◆ Exercise prompt: Find every line of the material containing the string "trunk", matching case, and copy each one out.

◆ Input:

::::::

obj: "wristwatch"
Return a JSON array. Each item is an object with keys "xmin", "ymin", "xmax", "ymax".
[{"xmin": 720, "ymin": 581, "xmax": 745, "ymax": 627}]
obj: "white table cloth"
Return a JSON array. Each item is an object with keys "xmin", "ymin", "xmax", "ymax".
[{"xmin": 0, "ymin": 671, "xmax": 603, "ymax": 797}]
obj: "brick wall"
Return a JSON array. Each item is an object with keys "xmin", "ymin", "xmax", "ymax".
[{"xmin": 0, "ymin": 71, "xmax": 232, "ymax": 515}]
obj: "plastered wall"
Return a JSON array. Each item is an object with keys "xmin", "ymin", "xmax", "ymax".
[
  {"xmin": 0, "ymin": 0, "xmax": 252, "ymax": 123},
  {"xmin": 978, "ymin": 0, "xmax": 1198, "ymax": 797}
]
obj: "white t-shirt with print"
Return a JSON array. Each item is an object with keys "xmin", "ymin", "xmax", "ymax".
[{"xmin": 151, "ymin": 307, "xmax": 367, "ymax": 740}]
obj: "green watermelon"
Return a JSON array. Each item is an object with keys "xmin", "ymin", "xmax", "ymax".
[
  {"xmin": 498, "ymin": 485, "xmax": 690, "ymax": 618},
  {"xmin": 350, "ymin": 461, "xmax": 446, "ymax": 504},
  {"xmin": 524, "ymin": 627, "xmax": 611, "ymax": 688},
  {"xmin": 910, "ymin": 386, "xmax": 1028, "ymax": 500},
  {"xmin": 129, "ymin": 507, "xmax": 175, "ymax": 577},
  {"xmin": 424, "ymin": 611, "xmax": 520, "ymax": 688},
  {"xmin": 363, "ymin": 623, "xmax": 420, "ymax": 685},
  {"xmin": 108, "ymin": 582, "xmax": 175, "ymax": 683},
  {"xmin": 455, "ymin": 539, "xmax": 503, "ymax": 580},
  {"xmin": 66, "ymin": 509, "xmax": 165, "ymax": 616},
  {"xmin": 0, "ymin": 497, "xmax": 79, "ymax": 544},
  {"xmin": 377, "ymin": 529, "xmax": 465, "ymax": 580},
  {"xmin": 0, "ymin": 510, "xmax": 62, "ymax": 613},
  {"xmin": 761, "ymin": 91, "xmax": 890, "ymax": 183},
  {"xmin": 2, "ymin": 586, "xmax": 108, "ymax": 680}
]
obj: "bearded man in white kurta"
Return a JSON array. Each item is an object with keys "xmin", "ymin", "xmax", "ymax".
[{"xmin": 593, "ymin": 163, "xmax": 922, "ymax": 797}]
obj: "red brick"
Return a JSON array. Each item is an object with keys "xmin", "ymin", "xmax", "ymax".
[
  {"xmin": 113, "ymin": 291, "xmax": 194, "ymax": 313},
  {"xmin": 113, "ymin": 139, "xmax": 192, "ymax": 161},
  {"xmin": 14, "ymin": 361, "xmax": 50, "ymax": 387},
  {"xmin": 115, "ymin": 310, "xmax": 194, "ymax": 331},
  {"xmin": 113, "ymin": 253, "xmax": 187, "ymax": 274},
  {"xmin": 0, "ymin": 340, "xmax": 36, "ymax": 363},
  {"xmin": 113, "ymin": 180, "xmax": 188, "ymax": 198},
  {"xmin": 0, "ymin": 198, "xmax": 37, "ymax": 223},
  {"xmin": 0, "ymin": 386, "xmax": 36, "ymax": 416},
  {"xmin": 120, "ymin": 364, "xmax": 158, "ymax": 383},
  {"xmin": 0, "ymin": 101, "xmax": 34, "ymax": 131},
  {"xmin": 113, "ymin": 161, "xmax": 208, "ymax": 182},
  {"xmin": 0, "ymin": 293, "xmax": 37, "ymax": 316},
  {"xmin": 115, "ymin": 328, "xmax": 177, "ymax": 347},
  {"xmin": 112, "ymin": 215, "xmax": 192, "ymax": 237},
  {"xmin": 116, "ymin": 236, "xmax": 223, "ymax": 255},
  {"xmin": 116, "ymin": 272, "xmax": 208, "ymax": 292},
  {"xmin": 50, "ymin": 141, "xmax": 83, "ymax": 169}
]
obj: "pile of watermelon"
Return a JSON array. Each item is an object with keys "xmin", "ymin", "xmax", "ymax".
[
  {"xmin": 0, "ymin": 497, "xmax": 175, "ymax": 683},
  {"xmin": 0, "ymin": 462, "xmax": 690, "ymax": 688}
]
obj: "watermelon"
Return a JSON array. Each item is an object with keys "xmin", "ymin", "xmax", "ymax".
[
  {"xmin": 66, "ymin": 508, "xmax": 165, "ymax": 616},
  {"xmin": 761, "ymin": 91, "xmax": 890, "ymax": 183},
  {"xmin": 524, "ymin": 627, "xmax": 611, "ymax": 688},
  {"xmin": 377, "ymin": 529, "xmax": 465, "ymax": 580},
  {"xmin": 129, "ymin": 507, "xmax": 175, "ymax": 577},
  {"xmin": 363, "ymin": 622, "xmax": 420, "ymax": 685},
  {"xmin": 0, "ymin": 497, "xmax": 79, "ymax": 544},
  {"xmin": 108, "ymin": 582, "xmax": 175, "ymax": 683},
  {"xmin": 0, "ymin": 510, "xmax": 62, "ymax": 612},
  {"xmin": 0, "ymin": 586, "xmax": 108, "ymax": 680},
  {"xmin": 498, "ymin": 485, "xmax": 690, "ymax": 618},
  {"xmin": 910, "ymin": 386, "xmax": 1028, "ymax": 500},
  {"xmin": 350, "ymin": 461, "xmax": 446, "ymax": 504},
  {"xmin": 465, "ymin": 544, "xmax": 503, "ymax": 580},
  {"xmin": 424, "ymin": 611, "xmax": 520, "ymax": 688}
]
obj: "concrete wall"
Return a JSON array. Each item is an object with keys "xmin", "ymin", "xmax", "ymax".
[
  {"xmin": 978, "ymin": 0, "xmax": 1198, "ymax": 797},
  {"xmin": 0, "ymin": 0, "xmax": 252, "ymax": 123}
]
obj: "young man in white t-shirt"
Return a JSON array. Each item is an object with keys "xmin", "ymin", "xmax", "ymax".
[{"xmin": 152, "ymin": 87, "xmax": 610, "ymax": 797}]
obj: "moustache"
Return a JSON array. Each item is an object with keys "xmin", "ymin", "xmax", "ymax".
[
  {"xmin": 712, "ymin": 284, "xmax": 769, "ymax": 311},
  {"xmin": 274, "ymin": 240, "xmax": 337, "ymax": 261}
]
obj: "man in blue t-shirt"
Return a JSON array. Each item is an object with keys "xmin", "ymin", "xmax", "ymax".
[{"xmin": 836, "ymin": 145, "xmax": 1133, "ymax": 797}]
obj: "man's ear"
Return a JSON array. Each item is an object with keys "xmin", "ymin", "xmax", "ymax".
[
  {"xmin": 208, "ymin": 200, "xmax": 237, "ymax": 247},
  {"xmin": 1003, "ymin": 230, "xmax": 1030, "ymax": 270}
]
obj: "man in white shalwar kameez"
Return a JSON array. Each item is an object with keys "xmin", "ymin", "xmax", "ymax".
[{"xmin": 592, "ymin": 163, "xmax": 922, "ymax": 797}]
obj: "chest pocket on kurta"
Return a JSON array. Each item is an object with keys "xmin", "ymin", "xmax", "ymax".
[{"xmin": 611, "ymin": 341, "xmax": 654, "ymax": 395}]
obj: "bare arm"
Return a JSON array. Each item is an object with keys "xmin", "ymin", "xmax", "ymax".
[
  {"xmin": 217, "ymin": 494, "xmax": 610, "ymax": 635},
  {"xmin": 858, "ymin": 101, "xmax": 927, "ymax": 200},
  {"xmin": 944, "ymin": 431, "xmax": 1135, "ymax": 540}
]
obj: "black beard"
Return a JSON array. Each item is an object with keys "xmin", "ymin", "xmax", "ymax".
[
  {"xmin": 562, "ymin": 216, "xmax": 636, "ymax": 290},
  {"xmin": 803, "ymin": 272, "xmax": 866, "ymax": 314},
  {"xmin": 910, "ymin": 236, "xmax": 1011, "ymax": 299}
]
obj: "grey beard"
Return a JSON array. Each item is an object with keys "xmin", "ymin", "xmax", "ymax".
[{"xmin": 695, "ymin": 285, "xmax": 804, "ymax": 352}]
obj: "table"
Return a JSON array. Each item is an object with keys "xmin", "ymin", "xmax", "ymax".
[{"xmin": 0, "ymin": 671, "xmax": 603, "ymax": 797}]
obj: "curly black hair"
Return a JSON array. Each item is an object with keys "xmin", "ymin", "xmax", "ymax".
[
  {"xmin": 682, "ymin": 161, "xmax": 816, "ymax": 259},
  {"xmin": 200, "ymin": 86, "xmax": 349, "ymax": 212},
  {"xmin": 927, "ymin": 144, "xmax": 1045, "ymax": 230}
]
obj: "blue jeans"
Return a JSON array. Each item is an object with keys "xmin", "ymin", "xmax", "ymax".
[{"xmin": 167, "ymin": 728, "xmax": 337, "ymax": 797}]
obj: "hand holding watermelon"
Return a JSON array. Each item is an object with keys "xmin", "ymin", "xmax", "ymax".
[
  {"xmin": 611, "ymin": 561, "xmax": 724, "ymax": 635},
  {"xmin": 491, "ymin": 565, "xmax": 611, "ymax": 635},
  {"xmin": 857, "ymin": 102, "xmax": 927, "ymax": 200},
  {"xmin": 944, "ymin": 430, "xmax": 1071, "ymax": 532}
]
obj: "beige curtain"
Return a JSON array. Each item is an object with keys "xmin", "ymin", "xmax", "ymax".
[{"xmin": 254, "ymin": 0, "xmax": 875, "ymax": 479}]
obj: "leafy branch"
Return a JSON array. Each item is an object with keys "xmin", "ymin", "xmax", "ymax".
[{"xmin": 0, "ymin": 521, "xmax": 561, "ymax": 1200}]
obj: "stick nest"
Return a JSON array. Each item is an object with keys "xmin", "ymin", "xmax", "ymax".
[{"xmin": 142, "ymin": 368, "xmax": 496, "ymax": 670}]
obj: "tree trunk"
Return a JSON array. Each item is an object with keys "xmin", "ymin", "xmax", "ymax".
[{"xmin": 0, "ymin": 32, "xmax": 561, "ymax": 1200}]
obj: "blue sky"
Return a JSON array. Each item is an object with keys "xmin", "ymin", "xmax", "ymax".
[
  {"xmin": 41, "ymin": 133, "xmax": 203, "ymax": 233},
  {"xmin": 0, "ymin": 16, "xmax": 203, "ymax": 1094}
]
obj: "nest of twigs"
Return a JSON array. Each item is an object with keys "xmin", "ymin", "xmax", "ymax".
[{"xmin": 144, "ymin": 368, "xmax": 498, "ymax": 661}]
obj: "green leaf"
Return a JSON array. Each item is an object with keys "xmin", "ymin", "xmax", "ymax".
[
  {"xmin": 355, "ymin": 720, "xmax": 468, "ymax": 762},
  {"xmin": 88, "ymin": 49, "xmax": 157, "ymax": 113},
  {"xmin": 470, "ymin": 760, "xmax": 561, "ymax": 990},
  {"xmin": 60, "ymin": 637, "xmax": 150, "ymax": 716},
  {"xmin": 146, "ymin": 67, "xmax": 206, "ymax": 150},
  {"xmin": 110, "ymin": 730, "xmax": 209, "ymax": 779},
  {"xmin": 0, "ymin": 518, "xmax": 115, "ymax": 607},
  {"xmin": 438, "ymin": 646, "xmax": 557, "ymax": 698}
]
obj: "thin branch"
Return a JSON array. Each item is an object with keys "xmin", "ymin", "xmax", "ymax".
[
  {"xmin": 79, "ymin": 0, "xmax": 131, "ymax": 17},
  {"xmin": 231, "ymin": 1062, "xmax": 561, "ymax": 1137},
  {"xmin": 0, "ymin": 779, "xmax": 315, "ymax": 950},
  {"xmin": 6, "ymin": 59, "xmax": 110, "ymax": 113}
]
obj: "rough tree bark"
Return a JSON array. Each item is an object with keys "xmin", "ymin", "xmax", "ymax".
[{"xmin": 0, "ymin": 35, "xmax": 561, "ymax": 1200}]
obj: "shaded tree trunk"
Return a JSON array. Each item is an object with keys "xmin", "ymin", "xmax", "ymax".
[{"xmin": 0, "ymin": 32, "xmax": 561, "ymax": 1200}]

::::::

◆ Response to the task:
obj: "tree trunk"
obj: "shaded tree trunk"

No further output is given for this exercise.